Set problem:
Look below for the line with "Where can you see the sliced". Extract that line and each one after it through the last, word for word.

Recorded data:
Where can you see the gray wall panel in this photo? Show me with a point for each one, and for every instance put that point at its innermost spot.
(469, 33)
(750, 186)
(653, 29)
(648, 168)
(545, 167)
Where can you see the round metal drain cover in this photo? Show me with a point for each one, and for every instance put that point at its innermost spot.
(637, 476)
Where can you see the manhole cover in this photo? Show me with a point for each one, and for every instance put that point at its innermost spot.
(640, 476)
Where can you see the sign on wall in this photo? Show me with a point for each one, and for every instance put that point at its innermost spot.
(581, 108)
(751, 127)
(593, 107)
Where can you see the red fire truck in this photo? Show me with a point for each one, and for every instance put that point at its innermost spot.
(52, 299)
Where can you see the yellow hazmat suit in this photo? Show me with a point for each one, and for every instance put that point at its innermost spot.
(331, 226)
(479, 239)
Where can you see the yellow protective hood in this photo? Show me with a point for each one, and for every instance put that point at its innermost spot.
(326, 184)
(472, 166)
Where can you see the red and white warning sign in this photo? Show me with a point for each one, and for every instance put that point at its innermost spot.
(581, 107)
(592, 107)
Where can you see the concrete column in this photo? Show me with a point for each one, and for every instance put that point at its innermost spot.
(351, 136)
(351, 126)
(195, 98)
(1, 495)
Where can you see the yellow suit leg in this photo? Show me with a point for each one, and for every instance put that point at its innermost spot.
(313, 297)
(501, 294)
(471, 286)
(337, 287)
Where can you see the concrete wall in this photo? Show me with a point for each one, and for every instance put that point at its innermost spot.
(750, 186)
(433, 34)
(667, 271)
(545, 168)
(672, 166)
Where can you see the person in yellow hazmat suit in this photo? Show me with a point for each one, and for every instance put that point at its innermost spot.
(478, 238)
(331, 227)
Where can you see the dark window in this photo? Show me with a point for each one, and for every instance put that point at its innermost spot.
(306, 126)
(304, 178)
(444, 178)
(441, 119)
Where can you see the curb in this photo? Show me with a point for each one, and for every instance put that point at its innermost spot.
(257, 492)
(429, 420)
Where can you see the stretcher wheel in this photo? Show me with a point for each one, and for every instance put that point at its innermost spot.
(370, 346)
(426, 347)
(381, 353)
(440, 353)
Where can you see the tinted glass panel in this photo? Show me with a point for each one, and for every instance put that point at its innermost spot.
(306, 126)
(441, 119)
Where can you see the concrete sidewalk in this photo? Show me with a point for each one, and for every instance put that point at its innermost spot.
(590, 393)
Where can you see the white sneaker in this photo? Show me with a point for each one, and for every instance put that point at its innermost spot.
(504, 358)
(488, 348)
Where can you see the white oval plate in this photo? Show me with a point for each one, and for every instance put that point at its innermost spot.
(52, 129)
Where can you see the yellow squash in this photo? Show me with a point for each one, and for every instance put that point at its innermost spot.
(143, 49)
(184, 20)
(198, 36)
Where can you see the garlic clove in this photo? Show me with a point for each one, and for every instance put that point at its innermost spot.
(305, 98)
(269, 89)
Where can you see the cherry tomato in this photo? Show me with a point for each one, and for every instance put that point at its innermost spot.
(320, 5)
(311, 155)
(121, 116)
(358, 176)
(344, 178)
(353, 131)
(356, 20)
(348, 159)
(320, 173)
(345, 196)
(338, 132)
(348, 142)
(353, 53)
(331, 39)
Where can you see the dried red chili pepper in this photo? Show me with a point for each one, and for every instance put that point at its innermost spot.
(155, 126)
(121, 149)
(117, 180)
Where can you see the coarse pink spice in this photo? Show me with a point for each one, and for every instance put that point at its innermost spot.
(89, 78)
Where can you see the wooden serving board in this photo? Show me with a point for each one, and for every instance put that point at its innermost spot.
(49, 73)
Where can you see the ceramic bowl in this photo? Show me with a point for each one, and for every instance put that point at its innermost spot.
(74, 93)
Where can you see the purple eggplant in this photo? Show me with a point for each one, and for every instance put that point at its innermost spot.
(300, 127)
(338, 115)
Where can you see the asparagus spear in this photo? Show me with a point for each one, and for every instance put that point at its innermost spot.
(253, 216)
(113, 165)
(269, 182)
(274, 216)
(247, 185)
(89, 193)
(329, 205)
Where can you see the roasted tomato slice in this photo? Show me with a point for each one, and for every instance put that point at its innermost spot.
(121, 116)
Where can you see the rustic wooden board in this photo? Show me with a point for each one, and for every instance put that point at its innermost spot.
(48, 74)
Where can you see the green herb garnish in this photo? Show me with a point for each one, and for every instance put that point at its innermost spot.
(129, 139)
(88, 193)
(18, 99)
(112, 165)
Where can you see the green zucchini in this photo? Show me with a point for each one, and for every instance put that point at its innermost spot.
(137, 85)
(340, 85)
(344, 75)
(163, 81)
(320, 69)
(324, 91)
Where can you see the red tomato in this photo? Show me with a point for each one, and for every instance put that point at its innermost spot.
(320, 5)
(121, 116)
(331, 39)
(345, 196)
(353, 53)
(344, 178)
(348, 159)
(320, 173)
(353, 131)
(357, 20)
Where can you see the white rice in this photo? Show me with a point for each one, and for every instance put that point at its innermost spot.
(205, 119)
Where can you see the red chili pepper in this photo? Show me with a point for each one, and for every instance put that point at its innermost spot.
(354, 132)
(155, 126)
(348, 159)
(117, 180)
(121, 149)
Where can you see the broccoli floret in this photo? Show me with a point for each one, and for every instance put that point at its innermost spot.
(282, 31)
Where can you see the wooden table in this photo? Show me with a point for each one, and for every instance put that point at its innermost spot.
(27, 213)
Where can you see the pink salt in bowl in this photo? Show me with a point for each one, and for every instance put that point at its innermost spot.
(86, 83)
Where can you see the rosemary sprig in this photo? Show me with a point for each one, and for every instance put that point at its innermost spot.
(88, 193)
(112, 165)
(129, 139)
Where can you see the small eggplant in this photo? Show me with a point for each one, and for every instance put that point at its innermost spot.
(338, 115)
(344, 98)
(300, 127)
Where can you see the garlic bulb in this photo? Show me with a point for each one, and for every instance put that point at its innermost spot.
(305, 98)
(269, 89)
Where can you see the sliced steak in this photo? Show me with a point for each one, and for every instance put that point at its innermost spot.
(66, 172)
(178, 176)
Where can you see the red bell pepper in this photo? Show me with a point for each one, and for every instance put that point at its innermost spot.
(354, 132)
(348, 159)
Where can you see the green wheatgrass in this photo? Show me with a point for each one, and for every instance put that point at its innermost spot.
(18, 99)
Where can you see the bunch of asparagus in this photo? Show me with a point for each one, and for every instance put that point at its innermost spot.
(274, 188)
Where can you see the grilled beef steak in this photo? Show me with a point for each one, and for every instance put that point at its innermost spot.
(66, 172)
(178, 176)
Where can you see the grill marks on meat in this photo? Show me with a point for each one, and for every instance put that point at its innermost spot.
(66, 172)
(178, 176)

Expected output:
Where can you see the sliced steak in this photo? Show me with a point for each one, and for every instance put that point at its innermost spot.
(66, 172)
(178, 176)
Where can you see the red bell pepper in this photo? Show me with a point for each one, and for every instance put that point at its innermost spot.
(354, 132)
(348, 159)
Where can you see the green wheatgrass in this photo? Show me with a point for each one, and for every instance put that point at its innermost spot.
(18, 99)
Where can you see the bunch of asparagus in this photo? Show me with a point for each one, and for every instance put that point at its innermost spot.
(274, 188)
Where can you see the grilled beef steak in this photo? Show me with a point for each one, and for every instance put that point at its innermost spot.
(66, 172)
(178, 176)
Where can you see the grill marks on meat in this photo? Show me with a point for each one, and for every instance put that point at its innermost spot.
(66, 172)
(178, 176)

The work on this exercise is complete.